**Brief:** Rewrite every line of the data below as a numbered list, omitting any blank lines.

——

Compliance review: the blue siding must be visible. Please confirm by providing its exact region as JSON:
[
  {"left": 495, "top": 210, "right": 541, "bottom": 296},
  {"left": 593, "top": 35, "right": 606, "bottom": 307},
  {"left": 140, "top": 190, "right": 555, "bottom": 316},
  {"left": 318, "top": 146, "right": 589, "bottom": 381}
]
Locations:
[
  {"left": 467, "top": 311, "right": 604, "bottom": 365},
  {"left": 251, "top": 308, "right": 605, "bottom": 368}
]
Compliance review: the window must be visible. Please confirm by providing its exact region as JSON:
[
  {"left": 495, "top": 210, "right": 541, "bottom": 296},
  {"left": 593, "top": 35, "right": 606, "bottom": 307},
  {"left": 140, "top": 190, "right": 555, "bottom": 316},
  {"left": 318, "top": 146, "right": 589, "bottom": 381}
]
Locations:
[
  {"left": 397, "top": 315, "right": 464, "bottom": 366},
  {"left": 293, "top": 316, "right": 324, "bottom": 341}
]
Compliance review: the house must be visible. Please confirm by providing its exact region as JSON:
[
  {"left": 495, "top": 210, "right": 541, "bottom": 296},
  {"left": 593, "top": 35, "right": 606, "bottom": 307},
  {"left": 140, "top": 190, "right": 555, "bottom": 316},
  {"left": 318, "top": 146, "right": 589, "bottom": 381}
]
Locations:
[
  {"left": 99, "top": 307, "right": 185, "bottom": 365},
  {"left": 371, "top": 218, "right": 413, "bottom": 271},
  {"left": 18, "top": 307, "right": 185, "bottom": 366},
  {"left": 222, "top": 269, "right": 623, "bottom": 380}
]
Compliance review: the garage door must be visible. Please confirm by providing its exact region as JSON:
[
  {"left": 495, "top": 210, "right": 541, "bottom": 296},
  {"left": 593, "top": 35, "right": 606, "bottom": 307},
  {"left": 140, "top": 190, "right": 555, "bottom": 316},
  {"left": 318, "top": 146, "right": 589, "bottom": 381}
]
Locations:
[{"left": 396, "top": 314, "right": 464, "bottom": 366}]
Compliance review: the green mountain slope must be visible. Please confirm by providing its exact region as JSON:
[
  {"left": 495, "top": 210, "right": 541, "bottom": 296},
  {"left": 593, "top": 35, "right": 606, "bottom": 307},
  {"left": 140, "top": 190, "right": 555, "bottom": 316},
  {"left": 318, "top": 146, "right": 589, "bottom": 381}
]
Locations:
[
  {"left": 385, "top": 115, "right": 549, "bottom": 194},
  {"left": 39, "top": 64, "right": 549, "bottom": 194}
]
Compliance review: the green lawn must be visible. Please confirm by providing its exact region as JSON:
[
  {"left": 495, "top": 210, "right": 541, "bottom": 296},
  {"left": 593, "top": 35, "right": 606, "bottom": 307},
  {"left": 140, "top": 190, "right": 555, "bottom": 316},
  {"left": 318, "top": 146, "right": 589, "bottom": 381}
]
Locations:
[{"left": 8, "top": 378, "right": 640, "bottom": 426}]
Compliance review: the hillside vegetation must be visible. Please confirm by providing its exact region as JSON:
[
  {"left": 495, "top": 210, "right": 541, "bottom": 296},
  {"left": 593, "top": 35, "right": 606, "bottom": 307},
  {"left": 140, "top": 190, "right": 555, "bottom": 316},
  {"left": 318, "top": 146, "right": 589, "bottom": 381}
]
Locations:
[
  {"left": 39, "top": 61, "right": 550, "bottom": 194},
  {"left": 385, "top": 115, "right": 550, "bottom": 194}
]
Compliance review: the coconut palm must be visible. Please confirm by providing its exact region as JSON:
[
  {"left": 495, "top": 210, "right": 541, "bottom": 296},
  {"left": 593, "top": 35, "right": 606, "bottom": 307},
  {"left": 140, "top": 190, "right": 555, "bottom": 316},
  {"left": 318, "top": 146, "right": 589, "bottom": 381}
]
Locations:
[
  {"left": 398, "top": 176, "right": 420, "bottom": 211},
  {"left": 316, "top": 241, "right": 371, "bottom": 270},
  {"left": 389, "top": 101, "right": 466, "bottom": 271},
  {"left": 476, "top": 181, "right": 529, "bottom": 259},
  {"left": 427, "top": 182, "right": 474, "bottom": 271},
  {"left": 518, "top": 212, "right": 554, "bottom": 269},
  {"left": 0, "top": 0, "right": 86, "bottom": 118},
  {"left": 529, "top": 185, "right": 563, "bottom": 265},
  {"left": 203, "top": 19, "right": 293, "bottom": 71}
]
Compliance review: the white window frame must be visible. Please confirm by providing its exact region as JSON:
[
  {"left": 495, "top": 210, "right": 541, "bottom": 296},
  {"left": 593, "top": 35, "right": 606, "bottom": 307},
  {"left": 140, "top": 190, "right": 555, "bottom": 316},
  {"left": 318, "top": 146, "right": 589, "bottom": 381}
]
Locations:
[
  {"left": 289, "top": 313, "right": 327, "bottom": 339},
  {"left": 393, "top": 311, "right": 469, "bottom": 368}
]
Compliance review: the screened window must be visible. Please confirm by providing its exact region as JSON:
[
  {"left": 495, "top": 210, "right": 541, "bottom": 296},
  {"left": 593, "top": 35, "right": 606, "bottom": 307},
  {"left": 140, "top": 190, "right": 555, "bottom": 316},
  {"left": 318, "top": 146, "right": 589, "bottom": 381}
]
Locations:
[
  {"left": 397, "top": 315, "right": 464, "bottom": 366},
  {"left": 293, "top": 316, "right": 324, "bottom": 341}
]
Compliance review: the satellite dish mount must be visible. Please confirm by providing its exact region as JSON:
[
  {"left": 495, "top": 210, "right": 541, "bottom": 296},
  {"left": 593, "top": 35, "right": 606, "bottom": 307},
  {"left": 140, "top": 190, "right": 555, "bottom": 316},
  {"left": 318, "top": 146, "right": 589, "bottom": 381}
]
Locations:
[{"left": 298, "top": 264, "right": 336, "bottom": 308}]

——

**Result:**
1. Compliance review: the blue siding must be visible. Please confirm by providing its exact region as JSON:
2. [
3.   {"left": 495, "top": 210, "right": 541, "bottom": 296},
4.   {"left": 593, "top": 35, "right": 606, "bottom": 307},
5.   {"left": 140, "top": 190, "right": 555, "bottom": 316},
6.   {"left": 318, "top": 146, "right": 589, "bottom": 381}
7. ]
8. Locations:
9. [
10.   {"left": 467, "top": 311, "right": 604, "bottom": 365},
11.   {"left": 251, "top": 308, "right": 605, "bottom": 368}
12. ]
13. Compliance review: the window must be visible. Please confirm by providing its exact region as JSON:
14. [
15.   {"left": 495, "top": 210, "right": 541, "bottom": 296},
16.   {"left": 593, "top": 35, "right": 606, "bottom": 307},
17.   {"left": 140, "top": 190, "right": 555, "bottom": 316},
18.   {"left": 318, "top": 146, "right": 589, "bottom": 381}
19. ]
20. Locations:
21. [
22.   {"left": 397, "top": 315, "right": 464, "bottom": 366},
23.   {"left": 293, "top": 316, "right": 324, "bottom": 341}
24. ]
25. Compliance review: the house must be visible. Please confirm by providing its exact region as JSON:
26. [
27.   {"left": 495, "top": 210, "right": 541, "bottom": 296},
28.   {"left": 593, "top": 35, "right": 606, "bottom": 307},
29.   {"left": 140, "top": 190, "right": 555, "bottom": 316},
30.   {"left": 318, "top": 146, "right": 589, "bottom": 381}
31. ]
32. Locations:
33. [
34.   {"left": 99, "top": 307, "right": 185, "bottom": 365},
35.   {"left": 371, "top": 218, "right": 413, "bottom": 271},
36.   {"left": 18, "top": 307, "right": 185, "bottom": 366},
37.   {"left": 222, "top": 269, "right": 623, "bottom": 380}
38. ]
39. Compliance review: the garage door must be visible. Please confirm by providing its exact region as JSON:
40. [
41.   {"left": 495, "top": 210, "right": 541, "bottom": 296},
42.   {"left": 593, "top": 35, "right": 606, "bottom": 307},
43.   {"left": 140, "top": 190, "right": 555, "bottom": 316},
44.   {"left": 318, "top": 146, "right": 589, "bottom": 381}
45. ]
46. Locations:
47. [{"left": 396, "top": 314, "right": 464, "bottom": 366}]
48. Compliance review: the green mountain slope must be visible. Please confirm by providing its exact region as JSON:
49. [
50.   {"left": 495, "top": 210, "right": 541, "bottom": 296},
51.   {"left": 593, "top": 35, "right": 606, "bottom": 307},
52.   {"left": 140, "top": 190, "right": 555, "bottom": 316},
53.   {"left": 318, "top": 146, "right": 589, "bottom": 381}
54. ]
55. Locations:
56. [
57.   {"left": 385, "top": 115, "right": 549, "bottom": 194},
58.   {"left": 39, "top": 64, "right": 549, "bottom": 194}
59. ]
60. Compliance review: the green lawn must be visible. Please confirm by providing its exact region as JSON:
61. [
62.   {"left": 495, "top": 210, "right": 541, "bottom": 296},
63.   {"left": 593, "top": 35, "right": 606, "bottom": 307},
64.   {"left": 140, "top": 190, "right": 555, "bottom": 316},
65.   {"left": 318, "top": 146, "right": 589, "bottom": 381}
66. ]
67. Locations:
68. [{"left": 8, "top": 378, "right": 640, "bottom": 426}]
69. Compliance review: the hillside vegetation must be visible. Please confirm by providing its exact region as JSON:
70. [
71.   {"left": 495, "top": 210, "right": 541, "bottom": 296},
72.   {"left": 593, "top": 35, "right": 606, "bottom": 307},
73.   {"left": 140, "top": 190, "right": 555, "bottom": 316},
74.   {"left": 318, "top": 146, "right": 589, "bottom": 381}
75. ]
76. Locations:
77. [
78.   {"left": 39, "top": 61, "right": 550, "bottom": 194},
79.   {"left": 385, "top": 115, "right": 550, "bottom": 194}
80. ]
81. Compliance review: the coconut palm must be visible. Please confirm by providing its exact region as JSON:
82. [
83.   {"left": 495, "top": 210, "right": 541, "bottom": 296},
84.   {"left": 593, "top": 35, "right": 606, "bottom": 307},
85.   {"left": 140, "top": 190, "right": 555, "bottom": 316},
86.   {"left": 318, "top": 146, "right": 589, "bottom": 381}
87. ]
88. Locations:
89. [
90.   {"left": 398, "top": 176, "right": 420, "bottom": 211},
91.   {"left": 316, "top": 241, "right": 371, "bottom": 270},
92.   {"left": 389, "top": 101, "right": 466, "bottom": 271},
93.   {"left": 476, "top": 181, "right": 529, "bottom": 259},
94.   {"left": 427, "top": 182, "right": 474, "bottom": 271},
95.   {"left": 518, "top": 212, "right": 554, "bottom": 269},
96.   {"left": 0, "top": 0, "right": 86, "bottom": 118},
97.   {"left": 529, "top": 185, "right": 563, "bottom": 265},
98.   {"left": 203, "top": 19, "right": 293, "bottom": 71}
99. ]
100. Compliance review: the white window frame must be visible. Please confirm by providing its exact region as JSON:
101. [
102.   {"left": 495, "top": 210, "right": 541, "bottom": 296},
103.   {"left": 593, "top": 35, "right": 606, "bottom": 307},
104.   {"left": 140, "top": 190, "right": 555, "bottom": 316},
105.   {"left": 318, "top": 146, "right": 589, "bottom": 381}
106. ]
107. Locations:
108. [
109.   {"left": 289, "top": 313, "right": 327, "bottom": 339},
110.   {"left": 393, "top": 311, "right": 469, "bottom": 368}
111. ]
112. Compliance review: the screened window must be visible. Please confirm by providing its exact region as JSON:
113. [
114.   {"left": 495, "top": 210, "right": 541, "bottom": 296},
115.   {"left": 593, "top": 35, "right": 606, "bottom": 307},
116.   {"left": 140, "top": 190, "right": 555, "bottom": 316},
117.   {"left": 318, "top": 146, "right": 589, "bottom": 381}
118. ]
119. Locations:
120. [
121.   {"left": 397, "top": 315, "right": 464, "bottom": 366},
122.   {"left": 293, "top": 316, "right": 324, "bottom": 341}
123. ]
124. Compliance review: the satellite dish mount must be visible. Please confirm by providing its exact region as JSON:
125. [
126.   {"left": 495, "top": 210, "right": 541, "bottom": 296},
127.   {"left": 593, "top": 35, "right": 606, "bottom": 307},
128.   {"left": 140, "top": 190, "right": 555, "bottom": 316},
129.   {"left": 318, "top": 146, "right": 589, "bottom": 381}
130. ]
131. Locations:
132. [{"left": 298, "top": 264, "right": 336, "bottom": 308}]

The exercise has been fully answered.